======== Supplied data
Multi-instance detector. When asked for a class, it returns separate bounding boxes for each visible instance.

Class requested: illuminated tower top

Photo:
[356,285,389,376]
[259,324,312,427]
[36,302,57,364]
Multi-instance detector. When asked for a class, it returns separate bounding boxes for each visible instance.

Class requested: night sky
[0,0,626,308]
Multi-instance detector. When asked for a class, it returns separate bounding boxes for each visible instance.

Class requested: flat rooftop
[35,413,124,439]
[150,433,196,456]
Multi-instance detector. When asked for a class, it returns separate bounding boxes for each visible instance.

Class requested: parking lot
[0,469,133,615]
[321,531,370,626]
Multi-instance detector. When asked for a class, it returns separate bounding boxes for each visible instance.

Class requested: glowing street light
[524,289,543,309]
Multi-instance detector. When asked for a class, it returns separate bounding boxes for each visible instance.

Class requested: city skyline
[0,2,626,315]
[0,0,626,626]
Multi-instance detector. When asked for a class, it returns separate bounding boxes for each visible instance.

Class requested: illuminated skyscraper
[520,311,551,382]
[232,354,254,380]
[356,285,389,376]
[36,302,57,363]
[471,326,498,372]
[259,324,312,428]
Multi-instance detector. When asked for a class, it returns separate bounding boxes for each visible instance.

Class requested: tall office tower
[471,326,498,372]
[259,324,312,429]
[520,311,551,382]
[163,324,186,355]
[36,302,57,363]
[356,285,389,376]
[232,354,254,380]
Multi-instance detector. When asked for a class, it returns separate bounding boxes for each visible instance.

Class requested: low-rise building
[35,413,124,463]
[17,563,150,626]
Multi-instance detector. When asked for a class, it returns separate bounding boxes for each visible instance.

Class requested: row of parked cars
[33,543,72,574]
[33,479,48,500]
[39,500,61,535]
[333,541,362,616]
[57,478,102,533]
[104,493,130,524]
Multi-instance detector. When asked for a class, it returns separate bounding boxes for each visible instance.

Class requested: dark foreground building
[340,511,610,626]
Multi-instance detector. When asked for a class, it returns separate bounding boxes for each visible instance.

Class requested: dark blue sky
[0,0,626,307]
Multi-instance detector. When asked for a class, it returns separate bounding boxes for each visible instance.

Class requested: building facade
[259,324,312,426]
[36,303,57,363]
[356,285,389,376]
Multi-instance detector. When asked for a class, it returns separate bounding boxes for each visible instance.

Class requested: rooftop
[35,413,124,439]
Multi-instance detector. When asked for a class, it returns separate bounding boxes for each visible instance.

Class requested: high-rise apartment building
================
What you should do -> Collect each line in the data above that contains the word "rooftop", copying every such line in full.

Complete answer ->
Class requested: flat rooftop
Class requested: rooftop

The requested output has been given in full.